Extracted text Block Start

This school year has been one like no other, calling for greater use of remote learning tools and virtual classrooms. Our founder, Sal Khan, was recently interviewed by The Verge about remote education, Khan Academy, and Khan Lab School's transition to remote learning amidst the COVID-19 pandemic.
Sal highlighted KLS's approach to remote learning during the podcast episode. Here is a bit of what Sal shared with Nilay Patel on Decoder:
I feel like your decision set with Khan Academy has gotten ever more complicated because of the pandemic and the shift to remote learning. Many students are experiencing school in something that looks like Khan Academy every day. It’s their primary form of learning. How has that changed for you and Khan Academy now?
I started [the school] where my kids go. I have three kids now, they’re 11, nine, and six — the younger one just turned six. It’s called Khan Lab School. The school was based on an idea of, okay, let’s assume things like Khan Academy exist in the world. What could schooling then be like? Well, then the teacher shouldn’t be about giving the lecture and you don’t have to move all the kids in lockstep.

Extracted text Block End

### Work request 1
Please retype the Khan Lab School post from "Sal highlighted KLS's" to "Khan Academy now?".
### Work request 2
According to the Khan Lab School post, on what podcast did Sal Khan speak with Nilay Patel?

Records provided Block Start

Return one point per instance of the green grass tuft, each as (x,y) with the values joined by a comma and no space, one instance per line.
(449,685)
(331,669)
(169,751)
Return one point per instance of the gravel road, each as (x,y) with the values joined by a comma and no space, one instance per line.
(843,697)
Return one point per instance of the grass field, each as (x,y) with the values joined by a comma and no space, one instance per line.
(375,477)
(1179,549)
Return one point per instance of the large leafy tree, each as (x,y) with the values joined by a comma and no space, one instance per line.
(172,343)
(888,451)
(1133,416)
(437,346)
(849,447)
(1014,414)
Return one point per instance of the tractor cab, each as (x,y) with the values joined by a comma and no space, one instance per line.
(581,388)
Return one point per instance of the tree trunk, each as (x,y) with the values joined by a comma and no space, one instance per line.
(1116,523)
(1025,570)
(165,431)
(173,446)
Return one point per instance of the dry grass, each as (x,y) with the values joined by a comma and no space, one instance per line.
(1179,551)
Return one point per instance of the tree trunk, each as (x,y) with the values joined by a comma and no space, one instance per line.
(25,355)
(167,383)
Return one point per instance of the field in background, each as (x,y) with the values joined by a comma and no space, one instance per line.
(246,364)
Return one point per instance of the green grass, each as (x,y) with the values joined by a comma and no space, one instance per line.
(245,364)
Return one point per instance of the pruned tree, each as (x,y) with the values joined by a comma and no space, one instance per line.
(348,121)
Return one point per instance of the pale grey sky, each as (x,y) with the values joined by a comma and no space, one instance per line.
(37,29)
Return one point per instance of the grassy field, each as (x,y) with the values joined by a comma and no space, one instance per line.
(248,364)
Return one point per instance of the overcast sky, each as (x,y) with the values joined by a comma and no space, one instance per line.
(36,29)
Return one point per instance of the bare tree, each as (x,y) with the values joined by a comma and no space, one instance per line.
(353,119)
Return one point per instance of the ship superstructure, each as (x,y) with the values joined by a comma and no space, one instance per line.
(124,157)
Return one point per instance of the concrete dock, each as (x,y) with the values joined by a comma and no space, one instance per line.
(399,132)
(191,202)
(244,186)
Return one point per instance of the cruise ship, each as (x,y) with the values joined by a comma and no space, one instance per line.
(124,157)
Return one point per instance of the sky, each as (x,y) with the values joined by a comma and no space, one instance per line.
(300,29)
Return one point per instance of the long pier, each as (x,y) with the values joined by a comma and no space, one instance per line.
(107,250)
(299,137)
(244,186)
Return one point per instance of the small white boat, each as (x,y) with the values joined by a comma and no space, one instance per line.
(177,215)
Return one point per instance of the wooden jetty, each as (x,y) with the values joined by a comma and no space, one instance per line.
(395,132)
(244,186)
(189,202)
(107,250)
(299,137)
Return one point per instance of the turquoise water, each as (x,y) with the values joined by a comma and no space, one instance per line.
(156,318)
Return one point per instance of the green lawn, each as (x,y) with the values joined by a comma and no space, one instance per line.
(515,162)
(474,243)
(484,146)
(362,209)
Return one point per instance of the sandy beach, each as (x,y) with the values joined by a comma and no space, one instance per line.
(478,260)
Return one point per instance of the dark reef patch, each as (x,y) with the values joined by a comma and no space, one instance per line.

Records provided Block End

### Result 1
Sal highlighted KLS's approach to remote learning during the podcast episode. Here is a bit of what Sal shared with Nilay Patel on Decoder:
I feel like your decision set with Khan Academy has gotten ever more complicated because of the pandemic and the shift to remote learning. Many students are experiencing school in something that looks like Khan Academy every day. It’s their primary form of learning. How has that changed for you and Khan Academy now?

### Result 2
Decoder